EXERCISE MATERIALS:
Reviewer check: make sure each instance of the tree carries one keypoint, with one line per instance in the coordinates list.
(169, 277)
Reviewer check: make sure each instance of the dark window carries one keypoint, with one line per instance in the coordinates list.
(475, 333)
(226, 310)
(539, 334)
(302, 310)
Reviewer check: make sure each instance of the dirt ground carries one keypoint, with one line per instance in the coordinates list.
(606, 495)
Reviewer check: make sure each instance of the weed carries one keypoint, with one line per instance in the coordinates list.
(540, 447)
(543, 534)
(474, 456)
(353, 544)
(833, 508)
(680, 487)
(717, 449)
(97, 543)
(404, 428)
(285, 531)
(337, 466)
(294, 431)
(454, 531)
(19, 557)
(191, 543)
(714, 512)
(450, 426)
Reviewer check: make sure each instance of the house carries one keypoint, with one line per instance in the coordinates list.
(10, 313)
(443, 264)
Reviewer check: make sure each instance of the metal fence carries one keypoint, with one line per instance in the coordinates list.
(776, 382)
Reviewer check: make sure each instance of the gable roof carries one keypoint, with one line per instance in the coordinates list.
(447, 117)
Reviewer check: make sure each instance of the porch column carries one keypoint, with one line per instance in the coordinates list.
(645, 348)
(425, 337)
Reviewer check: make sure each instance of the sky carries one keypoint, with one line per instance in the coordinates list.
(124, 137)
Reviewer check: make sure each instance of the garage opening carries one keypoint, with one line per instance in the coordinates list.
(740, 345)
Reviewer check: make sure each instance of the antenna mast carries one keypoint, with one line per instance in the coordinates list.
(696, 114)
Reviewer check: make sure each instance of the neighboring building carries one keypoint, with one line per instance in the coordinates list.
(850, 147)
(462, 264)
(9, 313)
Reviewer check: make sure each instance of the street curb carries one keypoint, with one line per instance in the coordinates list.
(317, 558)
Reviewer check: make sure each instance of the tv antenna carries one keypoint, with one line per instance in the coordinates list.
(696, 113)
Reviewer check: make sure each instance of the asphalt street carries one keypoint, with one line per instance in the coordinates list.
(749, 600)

--

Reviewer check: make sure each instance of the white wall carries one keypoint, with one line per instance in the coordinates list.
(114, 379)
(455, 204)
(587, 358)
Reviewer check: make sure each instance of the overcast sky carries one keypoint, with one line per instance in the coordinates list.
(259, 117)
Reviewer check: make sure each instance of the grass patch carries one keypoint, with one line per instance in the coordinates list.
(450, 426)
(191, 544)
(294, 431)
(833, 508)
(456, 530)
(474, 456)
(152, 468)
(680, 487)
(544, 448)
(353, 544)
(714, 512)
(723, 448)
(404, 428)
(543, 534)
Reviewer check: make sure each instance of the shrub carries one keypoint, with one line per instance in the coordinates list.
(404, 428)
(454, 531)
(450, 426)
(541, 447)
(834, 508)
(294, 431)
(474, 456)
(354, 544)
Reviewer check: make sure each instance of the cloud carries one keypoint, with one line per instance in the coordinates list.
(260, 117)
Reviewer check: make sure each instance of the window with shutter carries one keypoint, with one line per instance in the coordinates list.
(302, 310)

REQUIRED TASK:
Pick out each row above that contains the word "window" and copy those rows in full.

RESPONSE TO THIS TASK:
Reviewer check: make sure each instance of the dark window carries one keypoint, with one line per instance in the coordinates list.
Reviewer check: make sure each instance of the window with shutter carries one keypoint, with one line per instance in the coordinates list.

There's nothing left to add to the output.